(Records in a dataset):
○ ○ ○ ○
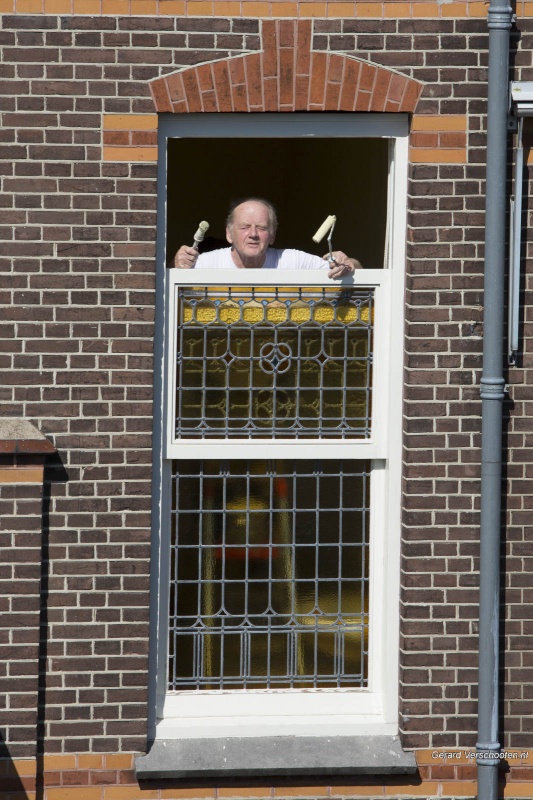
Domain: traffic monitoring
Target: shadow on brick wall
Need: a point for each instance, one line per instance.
(54, 473)
(10, 781)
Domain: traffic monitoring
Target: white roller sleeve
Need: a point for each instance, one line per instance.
(324, 228)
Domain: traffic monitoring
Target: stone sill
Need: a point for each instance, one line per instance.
(20, 437)
(274, 756)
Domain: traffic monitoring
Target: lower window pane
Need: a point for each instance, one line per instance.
(269, 574)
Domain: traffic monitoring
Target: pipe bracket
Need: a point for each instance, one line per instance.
(487, 754)
(492, 388)
(500, 17)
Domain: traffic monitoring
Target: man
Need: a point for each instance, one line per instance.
(250, 230)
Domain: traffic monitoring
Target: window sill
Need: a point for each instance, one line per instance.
(275, 756)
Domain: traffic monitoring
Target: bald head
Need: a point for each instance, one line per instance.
(272, 216)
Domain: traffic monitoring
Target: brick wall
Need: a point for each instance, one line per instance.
(78, 228)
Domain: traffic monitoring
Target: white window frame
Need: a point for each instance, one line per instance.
(324, 712)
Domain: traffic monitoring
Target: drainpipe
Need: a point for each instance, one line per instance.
(492, 394)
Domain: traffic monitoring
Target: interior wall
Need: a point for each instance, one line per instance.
(306, 179)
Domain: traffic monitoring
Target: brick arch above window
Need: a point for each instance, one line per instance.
(287, 75)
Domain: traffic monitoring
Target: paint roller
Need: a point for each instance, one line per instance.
(326, 226)
(203, 227)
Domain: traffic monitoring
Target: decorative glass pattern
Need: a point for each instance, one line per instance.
(274, 363)
(269, 575)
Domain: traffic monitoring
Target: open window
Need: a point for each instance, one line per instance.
(276, 544)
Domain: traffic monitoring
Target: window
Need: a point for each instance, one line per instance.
(277, 579)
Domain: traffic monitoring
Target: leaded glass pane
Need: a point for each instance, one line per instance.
(274, 362)
(269, 574)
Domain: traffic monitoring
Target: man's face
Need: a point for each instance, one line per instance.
(250, 233)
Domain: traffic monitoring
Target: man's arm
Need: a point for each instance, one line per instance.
(185, 258)
(344, 265)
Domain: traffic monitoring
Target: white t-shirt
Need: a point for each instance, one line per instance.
(275, 259)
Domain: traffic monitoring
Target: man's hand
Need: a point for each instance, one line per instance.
(185, 258)
(344, 265)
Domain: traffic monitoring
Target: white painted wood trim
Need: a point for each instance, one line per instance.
(323, 711)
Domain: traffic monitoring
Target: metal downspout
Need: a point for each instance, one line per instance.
(492, 395)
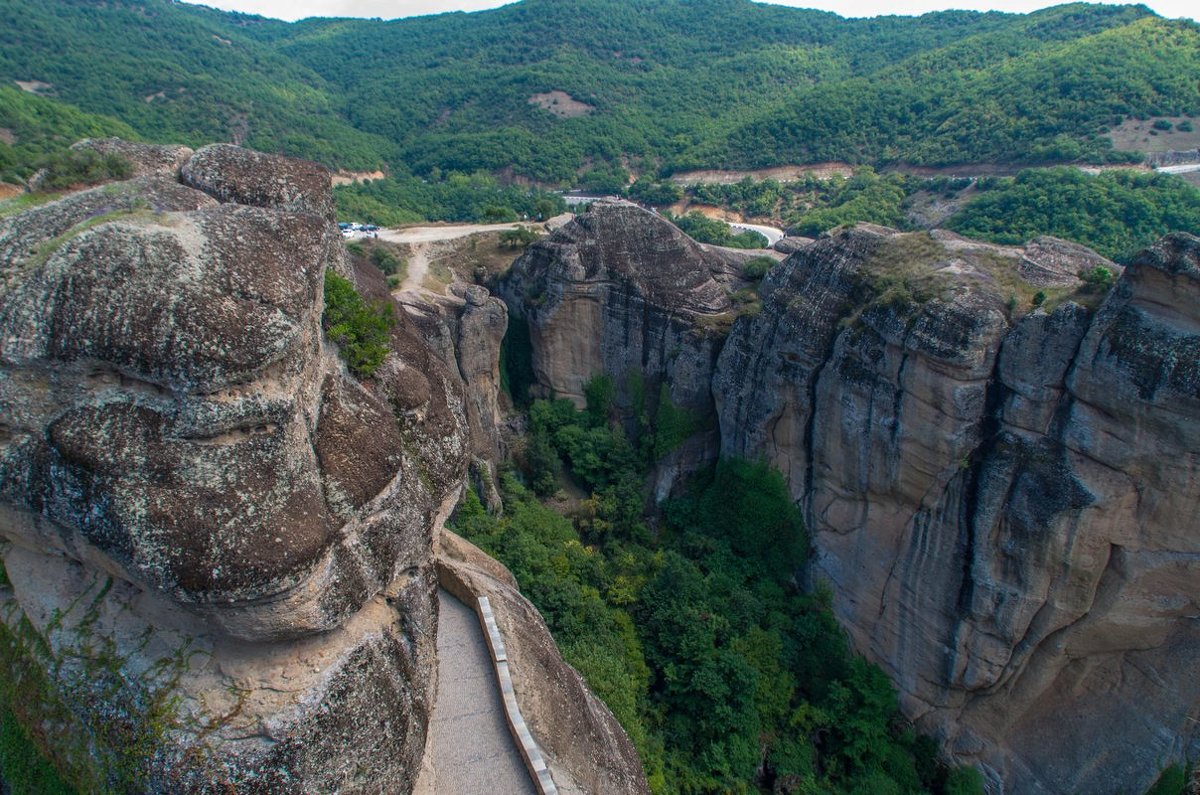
○ ○ ○ ○
(Task prompt): Pick out every line of the material that contains the word "glass".

(Answer):
Target: decorative glass pattern
Target: leaded glass pane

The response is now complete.